- [TASK REQUIREMENTS]
Copy the following data exactly and drop the pictures.

Region pointing data
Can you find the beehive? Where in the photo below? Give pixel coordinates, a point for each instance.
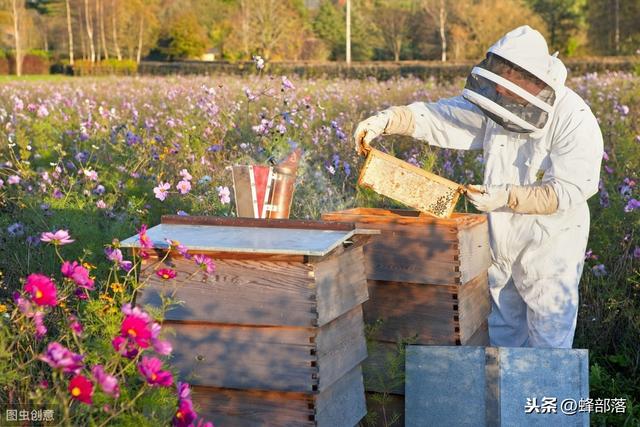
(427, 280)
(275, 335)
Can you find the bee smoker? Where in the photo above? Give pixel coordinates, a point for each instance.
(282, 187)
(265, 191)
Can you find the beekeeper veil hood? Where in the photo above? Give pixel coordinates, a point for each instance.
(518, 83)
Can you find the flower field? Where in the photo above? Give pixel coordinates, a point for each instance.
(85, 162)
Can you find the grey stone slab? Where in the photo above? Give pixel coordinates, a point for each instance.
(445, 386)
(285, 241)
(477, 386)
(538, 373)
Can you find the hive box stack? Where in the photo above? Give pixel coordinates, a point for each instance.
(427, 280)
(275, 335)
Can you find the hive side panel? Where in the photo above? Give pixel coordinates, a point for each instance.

- [FINISHED TASK]
Can you find the beehive? Where in the photo below? Give pixel coordinates, a point for each instance.
(427, 280)
(275, 335)
Can you find the bee smoker? Where in the photo above? Give pixel coordinates, a point for each instance.
(282, 187)
(265, 191)
Can you find the beekeeper veil hood? Where in the photo above? Give pixel coordinates, a point for each instance.
(518, 83)
Can you find the flower field? Where in the photo above? Give pixel coordinates, a point for each instance.
(85, 162)
Can you find the grey stone slab? Where in the photo above? Give pixel coordinates, a point for each instance.
(445, 386)
(285, 241)
(477, 386)
(538, 373)
Can you find the hive box stack? Where in the photo above? Give pixel coordinates, a point for each instance.
(427, 280)
(275, 335)
Can you find the hive side panel? Where in the photo above? Give pixel coordinates, a point for each instance.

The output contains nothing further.